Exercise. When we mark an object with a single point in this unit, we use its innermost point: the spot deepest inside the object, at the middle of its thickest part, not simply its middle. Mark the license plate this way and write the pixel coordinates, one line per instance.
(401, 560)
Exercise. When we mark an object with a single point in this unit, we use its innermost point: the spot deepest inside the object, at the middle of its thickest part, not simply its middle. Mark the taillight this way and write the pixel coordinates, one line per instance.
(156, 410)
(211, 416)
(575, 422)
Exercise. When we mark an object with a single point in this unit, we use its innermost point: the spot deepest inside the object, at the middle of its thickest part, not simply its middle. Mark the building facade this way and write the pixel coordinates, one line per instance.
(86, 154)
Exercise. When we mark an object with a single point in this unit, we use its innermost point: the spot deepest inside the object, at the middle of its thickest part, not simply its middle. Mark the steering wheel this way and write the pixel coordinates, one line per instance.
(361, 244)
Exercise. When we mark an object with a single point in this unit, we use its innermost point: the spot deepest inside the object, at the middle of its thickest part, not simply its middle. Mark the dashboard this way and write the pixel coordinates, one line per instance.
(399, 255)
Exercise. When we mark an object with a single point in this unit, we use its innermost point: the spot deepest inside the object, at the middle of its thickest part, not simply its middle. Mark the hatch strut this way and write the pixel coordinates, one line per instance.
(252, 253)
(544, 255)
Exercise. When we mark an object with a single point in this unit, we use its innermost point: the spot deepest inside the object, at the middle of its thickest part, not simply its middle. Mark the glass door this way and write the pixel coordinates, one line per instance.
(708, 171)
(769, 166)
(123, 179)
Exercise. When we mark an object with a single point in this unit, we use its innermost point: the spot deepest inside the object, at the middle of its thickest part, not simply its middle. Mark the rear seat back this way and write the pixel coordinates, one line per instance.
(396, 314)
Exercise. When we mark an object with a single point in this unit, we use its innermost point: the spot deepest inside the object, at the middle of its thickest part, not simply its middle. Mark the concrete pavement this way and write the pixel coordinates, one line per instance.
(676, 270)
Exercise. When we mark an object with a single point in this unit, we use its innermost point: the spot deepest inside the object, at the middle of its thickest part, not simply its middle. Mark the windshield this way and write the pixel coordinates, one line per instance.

### Instructions to follow
Rewrite the lines from the one containing "Mark the concrete" through the last line, inclusive, as a Markdown table with the columns Row and Line. Number each row and leave out any blank lines.

### Reply to the exercise
| Row | Line |
|---|---|
| 1 | Exercise. When we mark an object with a single point in this unit, we use its innermost point: the spot deepest inside the object, at the middle of its thickest part, not simply its middle. Mark the concrete pavement this way and write the pixel coordinates, one line per instance. |
| 2 | (676, 270) |
| 3 | Exercise. When we mark an object with a single point in this unit, we use its innermost point: the spot deepest inside the object, at the middle of its thickest part, not simply its middle. Mark the windshield this way and write the pixel coordinates, one line per instance. |